> _Aim of the task_
Could you reproduce the material below word for word, from its first line through the line containing "101, 896, 192]]", including that line?

> _Exercise materials_
:::
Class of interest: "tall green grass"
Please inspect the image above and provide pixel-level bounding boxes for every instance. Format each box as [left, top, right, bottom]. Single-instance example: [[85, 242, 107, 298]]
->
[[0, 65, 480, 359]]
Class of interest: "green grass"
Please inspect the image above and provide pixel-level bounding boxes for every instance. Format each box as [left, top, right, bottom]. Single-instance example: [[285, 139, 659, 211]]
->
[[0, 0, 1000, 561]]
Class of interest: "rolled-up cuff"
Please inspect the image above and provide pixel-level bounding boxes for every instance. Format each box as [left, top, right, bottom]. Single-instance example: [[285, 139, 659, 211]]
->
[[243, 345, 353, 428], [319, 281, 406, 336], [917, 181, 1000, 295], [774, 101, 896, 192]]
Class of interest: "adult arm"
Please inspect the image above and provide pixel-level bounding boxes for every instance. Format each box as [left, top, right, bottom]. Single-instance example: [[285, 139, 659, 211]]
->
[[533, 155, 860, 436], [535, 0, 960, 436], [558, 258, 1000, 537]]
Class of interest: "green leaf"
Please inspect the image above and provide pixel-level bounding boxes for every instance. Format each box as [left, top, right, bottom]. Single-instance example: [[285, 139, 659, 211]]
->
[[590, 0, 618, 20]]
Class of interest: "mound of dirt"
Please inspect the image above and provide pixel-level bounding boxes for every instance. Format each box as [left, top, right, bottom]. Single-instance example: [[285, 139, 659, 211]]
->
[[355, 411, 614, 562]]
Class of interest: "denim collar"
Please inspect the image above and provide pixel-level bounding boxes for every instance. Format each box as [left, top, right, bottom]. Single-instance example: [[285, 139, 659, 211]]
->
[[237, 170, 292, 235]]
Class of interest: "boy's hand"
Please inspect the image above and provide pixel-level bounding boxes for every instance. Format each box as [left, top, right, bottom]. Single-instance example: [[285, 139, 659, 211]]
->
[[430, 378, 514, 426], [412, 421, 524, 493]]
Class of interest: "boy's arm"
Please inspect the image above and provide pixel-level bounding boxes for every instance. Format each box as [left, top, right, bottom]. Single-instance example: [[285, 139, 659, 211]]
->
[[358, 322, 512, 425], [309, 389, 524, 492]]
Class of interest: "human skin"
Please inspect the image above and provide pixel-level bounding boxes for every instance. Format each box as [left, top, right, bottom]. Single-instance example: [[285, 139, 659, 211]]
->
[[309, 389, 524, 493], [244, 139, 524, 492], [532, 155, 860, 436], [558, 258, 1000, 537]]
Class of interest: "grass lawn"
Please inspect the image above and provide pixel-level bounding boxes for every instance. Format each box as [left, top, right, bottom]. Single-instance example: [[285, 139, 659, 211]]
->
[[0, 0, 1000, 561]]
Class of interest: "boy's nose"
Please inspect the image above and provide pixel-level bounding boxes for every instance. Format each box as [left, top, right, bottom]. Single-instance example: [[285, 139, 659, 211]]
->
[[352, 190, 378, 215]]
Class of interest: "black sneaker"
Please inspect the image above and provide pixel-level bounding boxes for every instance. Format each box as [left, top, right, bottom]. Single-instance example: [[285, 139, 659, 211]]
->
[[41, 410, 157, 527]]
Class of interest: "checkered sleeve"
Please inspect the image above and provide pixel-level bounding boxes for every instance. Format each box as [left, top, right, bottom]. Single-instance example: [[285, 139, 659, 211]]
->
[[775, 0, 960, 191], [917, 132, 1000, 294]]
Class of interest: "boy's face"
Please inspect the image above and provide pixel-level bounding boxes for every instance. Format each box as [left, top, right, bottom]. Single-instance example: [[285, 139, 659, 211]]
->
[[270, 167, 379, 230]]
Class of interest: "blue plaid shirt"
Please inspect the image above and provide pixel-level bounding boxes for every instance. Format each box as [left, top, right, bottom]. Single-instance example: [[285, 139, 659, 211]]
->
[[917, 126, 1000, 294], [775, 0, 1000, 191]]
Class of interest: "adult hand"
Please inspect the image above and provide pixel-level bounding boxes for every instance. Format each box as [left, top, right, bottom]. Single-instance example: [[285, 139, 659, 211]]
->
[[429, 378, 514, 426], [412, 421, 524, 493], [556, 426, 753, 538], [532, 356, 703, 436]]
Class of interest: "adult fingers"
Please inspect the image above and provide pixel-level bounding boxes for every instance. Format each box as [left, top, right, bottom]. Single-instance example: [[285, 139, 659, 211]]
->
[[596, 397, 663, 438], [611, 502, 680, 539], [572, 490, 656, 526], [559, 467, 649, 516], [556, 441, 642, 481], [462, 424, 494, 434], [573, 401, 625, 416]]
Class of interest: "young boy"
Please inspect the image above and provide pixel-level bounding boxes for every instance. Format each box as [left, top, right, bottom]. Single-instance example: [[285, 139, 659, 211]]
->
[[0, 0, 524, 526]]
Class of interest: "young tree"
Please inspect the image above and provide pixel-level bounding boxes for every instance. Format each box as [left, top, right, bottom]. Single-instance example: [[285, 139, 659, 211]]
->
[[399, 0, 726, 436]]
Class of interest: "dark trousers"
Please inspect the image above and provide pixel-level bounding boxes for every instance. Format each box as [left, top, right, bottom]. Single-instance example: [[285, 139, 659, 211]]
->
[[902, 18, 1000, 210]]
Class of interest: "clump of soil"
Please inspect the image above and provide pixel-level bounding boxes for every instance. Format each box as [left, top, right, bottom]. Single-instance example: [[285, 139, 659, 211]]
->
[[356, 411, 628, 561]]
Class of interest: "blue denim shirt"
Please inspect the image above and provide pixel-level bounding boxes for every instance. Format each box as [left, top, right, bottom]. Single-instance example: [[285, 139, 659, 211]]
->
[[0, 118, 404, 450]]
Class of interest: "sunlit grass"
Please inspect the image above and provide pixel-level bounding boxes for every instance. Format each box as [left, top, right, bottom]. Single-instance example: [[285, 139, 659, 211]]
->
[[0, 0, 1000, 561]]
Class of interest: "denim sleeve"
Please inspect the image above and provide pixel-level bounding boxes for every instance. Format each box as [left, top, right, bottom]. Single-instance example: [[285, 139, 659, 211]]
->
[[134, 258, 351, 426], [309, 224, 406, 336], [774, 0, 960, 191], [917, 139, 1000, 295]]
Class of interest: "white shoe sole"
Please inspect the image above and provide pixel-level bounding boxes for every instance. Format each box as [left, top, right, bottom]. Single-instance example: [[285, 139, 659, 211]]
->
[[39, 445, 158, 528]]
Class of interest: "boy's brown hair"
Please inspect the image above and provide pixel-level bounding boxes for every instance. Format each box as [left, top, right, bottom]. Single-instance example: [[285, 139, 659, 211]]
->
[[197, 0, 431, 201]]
:::
> _Expected output_
Class of interest: "tall green grass"
Please inspect the image above and provide pixel-level bounding boxes for every instance. Format each box as [left, top, right, bottom]. Single-instance example: [[85, 242, 107, 298]]
->
[[0, 65, 480, 359]]
Class of interest: "green grass"
Please inspect the image above and provide pixel-level bounding boxes for every instance. Format each box as [left, top, right, bottom]. Single-instance example: [[285, 139, 659, 211]]
->
[[0, 0, 1000, 561]]
Class of interest: "rolled-up cuff"
Please inspect the image above and provide pixel-level bounding boxes for every instance. Format each box as [left, top, right, bottom]. Single-instance example: [[285, 139, 659, 211]]
->
[[243, 345, 353, 428], [319, 281, 406, 336], [917, 181, 1000, 295], [774, 101, 896, 192]]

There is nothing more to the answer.